# Text segment start

Re: [RFC 1/5] vmalloc: introduce vmalloc_exec and vfree_exec

From: Luis Chamberlain
Date: Thu Oct 06 2022 - 19:15:36 EST


On Thu, Aug 18, 2022 at 03:42:14PM -0700, Song Liu wrote:
> --- a/mm/nommu.c
> +++ b/mm/nommu.c
> @@ -372,6 +372,13 @@ int vm_map_pages_zero(struct vm_area_struct *vma, struct page **pages,
> }
> EXPORT_SYMBOL(vm_map_pages_zero);
>
> +void *vmalloc_exec(unsigned long size, unsigned long align)
> +{
> + return NULL;
> +}

Well that's not so nice for no-mmu systems. Shouldn't we have a
fallback?

> diff --git a/mm/vmalloc.c b/mm/vmalloc.c
> index effd1ff6a4b4..472287e71bf1 100644
> --- a/mm/vmalloc.c
> +++ b/mm/vmalloc.c
> @@ -1583,9 +1592,17 @@ static struct vmap_area *alloc_vmap_area(unsigned long size,
> va->va_end = addr + size;
> va->vm = NULL;
>
> - spin_lock(&vmap_area_lock);
> - insert_vmap_area(va, &vmap_area_root, &vmap_area_list);
> - spin_unlock(&vmap_area_lock);
> + if (vm_flags & VM_KERNEL_EXEC) {
> + spin_lock(&free_text_area_lock);
> + insert_vmap_area(va, &free_text_area_root, &free_text_area_list);
> + /* update subtree_max_size now as we need this soon */
> + augment_tree_propagate_from(va);

Sorry, it is not clear to me why its needed only for exec, can you elaborate a
bit more?

# Text segment end

◆ Required tasks:
1/ In the kernel patch reply, list every function that is called in the lines of code that begin with a plus sign (+).
2/ Translate this sentence from the kernel patch reply into French: "Well that's not so nice for no-mmu systems."

# Dataset extract start

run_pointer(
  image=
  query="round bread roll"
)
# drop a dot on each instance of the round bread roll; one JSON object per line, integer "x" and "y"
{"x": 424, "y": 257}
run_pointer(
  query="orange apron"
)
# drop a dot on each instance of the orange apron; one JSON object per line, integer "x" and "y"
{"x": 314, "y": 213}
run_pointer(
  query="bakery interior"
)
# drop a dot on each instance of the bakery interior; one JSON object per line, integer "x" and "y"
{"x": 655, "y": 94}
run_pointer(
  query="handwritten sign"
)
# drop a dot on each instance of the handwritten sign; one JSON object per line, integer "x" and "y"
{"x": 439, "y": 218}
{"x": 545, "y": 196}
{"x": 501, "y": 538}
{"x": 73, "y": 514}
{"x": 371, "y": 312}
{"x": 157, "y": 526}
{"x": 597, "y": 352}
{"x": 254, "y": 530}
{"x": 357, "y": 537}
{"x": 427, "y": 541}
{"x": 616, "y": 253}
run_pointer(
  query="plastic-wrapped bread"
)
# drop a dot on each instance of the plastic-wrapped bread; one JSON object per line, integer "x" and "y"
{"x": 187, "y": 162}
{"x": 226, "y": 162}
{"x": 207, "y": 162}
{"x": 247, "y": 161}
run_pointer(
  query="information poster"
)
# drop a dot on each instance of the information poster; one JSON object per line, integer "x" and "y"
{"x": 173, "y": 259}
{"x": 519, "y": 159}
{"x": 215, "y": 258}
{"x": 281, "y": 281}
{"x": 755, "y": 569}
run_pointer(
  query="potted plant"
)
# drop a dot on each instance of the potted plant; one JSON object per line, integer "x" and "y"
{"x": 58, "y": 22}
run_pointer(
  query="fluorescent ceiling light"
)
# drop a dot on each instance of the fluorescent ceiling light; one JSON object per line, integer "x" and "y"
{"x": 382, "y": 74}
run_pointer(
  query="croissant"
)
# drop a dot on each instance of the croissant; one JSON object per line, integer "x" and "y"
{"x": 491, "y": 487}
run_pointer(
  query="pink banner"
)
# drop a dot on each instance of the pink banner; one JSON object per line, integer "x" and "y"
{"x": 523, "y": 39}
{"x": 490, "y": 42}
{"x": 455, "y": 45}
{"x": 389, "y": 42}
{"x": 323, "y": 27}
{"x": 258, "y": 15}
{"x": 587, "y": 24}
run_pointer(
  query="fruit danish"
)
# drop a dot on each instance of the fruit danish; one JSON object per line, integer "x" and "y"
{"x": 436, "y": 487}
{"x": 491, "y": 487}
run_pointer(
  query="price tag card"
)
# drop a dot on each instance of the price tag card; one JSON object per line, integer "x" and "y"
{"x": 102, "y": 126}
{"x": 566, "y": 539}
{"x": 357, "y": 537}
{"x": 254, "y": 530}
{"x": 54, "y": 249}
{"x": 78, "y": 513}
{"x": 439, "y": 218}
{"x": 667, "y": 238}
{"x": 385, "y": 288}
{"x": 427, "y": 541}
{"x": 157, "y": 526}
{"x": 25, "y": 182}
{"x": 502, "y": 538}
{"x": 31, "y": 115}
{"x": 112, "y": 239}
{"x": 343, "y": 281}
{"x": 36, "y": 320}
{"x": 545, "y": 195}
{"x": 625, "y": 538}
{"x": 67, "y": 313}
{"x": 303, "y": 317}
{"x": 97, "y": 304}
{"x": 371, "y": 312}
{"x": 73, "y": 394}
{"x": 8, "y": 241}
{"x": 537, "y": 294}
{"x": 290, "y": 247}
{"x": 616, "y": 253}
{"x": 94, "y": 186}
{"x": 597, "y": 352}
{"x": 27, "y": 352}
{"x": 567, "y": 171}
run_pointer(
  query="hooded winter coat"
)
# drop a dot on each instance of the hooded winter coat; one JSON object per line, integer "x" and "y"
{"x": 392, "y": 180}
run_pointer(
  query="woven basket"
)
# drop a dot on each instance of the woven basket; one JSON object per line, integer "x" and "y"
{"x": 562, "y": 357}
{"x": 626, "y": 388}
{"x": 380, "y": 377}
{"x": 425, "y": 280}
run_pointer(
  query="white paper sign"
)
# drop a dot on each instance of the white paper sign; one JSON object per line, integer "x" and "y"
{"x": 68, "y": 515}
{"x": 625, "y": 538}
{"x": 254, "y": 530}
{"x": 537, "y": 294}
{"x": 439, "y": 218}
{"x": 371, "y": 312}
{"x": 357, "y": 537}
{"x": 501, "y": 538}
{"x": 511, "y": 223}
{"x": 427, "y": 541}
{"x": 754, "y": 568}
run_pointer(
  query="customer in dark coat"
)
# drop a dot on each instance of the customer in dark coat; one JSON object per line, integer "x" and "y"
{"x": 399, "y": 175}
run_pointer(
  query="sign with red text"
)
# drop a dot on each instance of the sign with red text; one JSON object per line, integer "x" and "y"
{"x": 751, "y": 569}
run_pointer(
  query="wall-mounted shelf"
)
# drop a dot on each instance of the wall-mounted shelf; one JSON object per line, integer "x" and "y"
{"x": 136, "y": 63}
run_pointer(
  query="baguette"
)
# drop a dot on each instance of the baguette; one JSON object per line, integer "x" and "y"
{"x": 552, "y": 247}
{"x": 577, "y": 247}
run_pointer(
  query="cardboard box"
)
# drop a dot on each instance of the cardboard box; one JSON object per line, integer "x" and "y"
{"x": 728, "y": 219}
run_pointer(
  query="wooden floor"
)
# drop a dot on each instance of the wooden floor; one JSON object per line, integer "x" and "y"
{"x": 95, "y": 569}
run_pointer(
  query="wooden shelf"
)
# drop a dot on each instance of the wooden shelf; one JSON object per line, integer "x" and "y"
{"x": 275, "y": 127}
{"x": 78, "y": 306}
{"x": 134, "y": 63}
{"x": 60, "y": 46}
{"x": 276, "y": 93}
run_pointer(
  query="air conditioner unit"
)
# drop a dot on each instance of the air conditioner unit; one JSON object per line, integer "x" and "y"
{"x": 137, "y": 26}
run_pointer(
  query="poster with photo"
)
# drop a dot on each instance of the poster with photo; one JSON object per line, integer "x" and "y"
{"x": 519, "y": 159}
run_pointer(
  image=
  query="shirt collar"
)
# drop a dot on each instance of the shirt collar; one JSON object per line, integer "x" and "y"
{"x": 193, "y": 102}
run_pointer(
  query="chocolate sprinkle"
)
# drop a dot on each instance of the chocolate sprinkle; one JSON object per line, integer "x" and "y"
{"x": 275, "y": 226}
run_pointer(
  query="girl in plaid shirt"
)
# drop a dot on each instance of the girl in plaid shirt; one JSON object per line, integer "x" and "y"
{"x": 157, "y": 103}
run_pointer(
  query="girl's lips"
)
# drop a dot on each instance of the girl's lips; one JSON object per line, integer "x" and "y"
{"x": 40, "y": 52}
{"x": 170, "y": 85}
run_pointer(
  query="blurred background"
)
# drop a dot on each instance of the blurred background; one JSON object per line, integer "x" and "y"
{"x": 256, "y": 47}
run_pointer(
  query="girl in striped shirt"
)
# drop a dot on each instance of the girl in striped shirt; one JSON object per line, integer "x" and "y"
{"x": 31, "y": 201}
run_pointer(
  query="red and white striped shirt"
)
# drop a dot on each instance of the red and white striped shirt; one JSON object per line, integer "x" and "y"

# Dataset extract end

◆ Expected results:
1/
spin_lock
insert_vmap_area
augment_tree_propagate_from

2/ Eh bien, ce n'est pas très agréable pour les systèmes sans MMU.